Task directions:
Reproduce the material below verbatim, leaving out the pictures.

Record excerpts:
★ ★ ★ ★
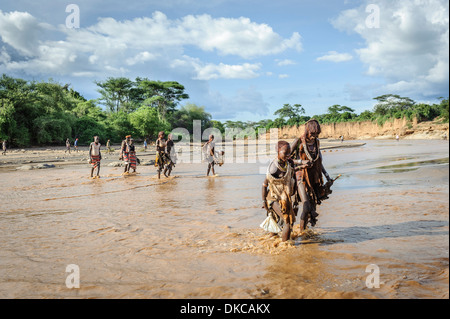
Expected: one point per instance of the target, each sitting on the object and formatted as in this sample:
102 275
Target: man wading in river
310 186
279 188
95 157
★ ★ ★ ★
Task output:
Expected: one point per instance of the target, each sitting on the object and formatted as in this sample:
102 275
Target: man wading in river
310 186
279 188
95 157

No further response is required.